▶ [PROBLEMA SCRITTO 1]
Rispondi a queste domande sul brano sulla Madre di Dio:
(a) Tra quali due realtà si trovava Lei, secondo la prima frase?
(b) In quale stato era immersa nella grazia?
(c) A che cosa viene paragonata quando brilla?
▶ [PROBLEMA SCRITTO 2] Prosegui il brano sulla Madre di Dio a partire dalla sua ultima frase.

▶ [PASSO DEL DOCUMENTO]
::::

Si trovava tra l’eternità senza tempo e
i tempi carichi di secoli; mirava nell’eternità il Verbo, Termine dell’eterna
generazione del Padre, e mirava nel tempo il percorso dei secoli delle promesse
che terminavano in Lei con la generazione temporale del Verbo nella umana carne.
Era tutta avvolta dalla luce dell’eterna
armonia, ed era tutta un’armonia d’amore. La grazia rigurgitava per così dire
in Lei, tanta ne era l’abbondanza, ed Ella vi era immersa in un placidissimo
riposo.
Contemplava
il cielo, e un sorriso le sfiorava le labbra nella gioia immensa che vi
regnava; contemplava nel suo seno il Verbo eterno che vedeva nel Padre, e la
sua vita mortale s’illuminava di splendori eccelsi, poiché era Madre di Dio.
L’Amore eterno che l’aveva fecondata, la illuminava tutta ed Ella, a poco a
poco, si trasumanava. Sembrava tutta luce e, come un ferro incandescente nel
fuoco, brillava, perché traspariva da Lei il Verbo Incarnato.

::::

▶ [DATI FORNITI]
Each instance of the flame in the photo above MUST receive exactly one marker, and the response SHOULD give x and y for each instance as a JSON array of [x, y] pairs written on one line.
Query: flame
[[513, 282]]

::::

▶ [RISPOSTA 1]
(a) Tra l’eternità senza tempo e i tempi carichi di secoli.
(b) In un placidissimo riposo.
(c) A un ferro incandescente nel fuoco.

▶ [RISPOSTA 2]
Il suo corpo immacolato era
come spirito, sembrava trasparente, anzi evanescente nella luce del Verbo.
L’eterna vita affiorava dalla piccola creatura umana e la passava come raggio
che attraversa un cristallo.
Oh, prodigio di Dio! Le madri sentono
dolori immani quando un figlio viene alla luce, e sentono strapparsi quasi la
vita dalla piccola vita che irrompe nel mondo; Maria, invece, sentiva una gioia
immensa a misura che il momento della sua maternità si avanzava. L’amore quasi
la liquefaceva e il suo corpo sembrava fluido come una cascata di fulgori
placidissimi.
Fu un momento sublime: tratta a Dio, si
sentì tutta immersa nella conoscenza dell’infinita sua grandezza, la contemplò
amandola, e volle applaudirla con una lode proporzionata che avrebbe voluto
trarre dal pieno olocausto di se stessa.
Le ritornò sulle labbra il suo cantico: Magnificat
anima mea Dominum e,
nell’elevarlo innanzi a Dio con tutto l’impeto del suo amore, non eruppe dal
suo Cuore una parola ma il Verbo, la Lode eterna del Padre, e si adagiò sul
terreno come un raggio di luce, lodando il Padre nell’umana carne. Era
l’umiliato per amore e vagì.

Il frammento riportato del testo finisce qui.